> [MATERIAL FOR THIS EXERCISE]
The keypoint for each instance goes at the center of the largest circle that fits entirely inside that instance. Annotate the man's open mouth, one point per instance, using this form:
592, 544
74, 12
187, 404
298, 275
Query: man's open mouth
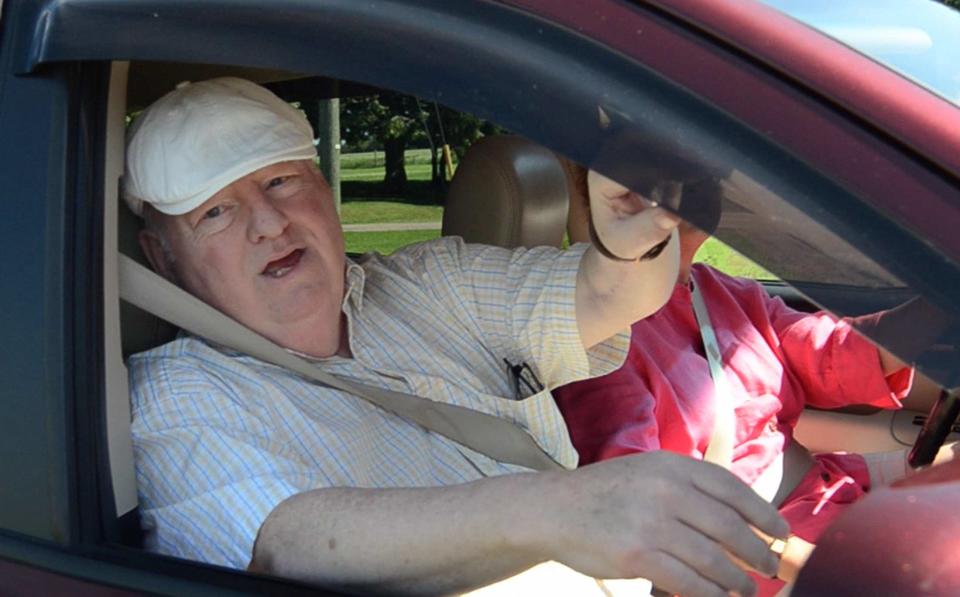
281, 267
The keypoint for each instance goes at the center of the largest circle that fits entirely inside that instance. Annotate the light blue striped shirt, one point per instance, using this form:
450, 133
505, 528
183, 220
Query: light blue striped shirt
222, 438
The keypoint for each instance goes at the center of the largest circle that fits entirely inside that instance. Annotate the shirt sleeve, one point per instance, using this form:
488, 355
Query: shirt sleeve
521, 303
835, 364
207, 472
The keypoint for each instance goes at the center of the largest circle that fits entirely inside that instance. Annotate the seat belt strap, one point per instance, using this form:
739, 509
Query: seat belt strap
489, 435
781, 476
720, 449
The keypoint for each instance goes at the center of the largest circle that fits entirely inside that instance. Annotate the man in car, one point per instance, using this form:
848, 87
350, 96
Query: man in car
240, 462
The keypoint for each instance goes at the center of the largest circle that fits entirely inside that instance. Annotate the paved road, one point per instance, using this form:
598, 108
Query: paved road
391, 226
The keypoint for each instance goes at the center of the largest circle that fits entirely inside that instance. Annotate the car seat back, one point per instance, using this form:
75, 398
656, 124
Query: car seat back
508, 192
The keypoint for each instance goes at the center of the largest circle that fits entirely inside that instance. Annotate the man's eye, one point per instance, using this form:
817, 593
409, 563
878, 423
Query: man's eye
213, 212
275, 182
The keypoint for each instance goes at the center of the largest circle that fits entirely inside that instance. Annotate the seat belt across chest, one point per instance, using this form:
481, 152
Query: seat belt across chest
489, 435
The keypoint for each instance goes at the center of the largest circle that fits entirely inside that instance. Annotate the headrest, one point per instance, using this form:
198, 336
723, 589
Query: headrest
508, 192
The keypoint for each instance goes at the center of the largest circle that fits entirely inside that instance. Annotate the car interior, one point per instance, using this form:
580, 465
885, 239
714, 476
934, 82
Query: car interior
507, 191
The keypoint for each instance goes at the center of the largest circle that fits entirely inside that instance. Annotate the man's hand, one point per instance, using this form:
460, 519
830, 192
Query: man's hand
658, 515
664, 517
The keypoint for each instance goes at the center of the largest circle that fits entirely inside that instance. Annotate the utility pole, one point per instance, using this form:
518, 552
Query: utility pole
324, 116
328, 129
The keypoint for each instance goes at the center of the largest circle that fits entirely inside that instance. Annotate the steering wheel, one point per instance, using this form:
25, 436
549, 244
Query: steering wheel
935, 429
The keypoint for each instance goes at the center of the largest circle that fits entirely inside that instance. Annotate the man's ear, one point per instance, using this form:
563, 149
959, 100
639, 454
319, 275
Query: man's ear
153, 247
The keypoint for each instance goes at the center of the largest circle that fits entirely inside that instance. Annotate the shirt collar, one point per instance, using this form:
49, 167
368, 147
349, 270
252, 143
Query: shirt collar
353, 295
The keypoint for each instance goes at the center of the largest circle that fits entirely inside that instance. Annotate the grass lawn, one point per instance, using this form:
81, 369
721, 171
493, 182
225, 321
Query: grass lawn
371, 174
377, 212
715, 253
385, 242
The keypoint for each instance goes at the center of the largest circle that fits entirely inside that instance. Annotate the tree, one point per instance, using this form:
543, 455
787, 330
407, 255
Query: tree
387, 121
392, 122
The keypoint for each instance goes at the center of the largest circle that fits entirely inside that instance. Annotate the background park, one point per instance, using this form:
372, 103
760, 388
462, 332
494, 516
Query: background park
396, 156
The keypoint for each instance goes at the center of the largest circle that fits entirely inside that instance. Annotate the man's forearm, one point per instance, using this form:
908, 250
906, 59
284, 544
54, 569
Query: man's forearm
413, 541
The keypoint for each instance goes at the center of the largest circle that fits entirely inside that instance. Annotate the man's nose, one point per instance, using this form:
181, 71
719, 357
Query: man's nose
266, 220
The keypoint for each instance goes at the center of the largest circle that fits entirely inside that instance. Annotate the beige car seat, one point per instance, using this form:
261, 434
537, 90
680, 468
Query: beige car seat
508, 192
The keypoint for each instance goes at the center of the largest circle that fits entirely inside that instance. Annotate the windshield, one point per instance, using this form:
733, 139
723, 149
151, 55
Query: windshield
920, 39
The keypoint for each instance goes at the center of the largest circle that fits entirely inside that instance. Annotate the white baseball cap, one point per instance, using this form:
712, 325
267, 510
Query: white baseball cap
203, 136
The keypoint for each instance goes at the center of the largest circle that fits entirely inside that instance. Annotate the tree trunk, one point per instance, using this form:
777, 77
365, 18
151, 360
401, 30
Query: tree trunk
394, 161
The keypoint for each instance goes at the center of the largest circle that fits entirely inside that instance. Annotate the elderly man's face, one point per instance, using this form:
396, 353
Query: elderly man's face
266, 250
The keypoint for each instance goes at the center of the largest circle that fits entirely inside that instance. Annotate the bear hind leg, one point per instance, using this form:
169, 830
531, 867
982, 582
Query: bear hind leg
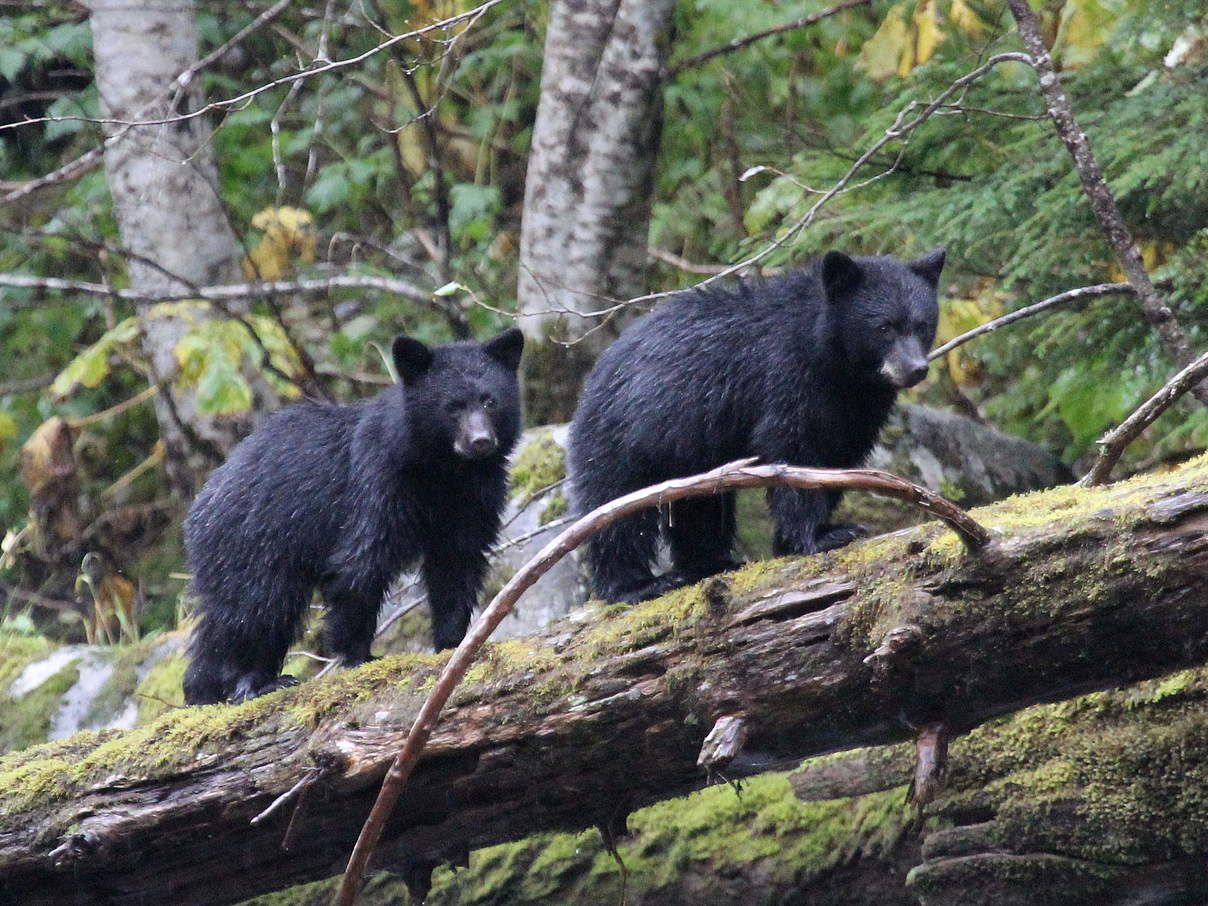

> [WHAT YOU NEED TO DO] Pick out every line of the material above that contains the string "forearm", and copy each of those lines in full.

> [REPLY TO THE TASK]
The keypoint for each instance goes at the center of the largest circle that fits entirely inside that instance. Annotate the man's forearm, one point per instance, using this form:
Query: man's forearm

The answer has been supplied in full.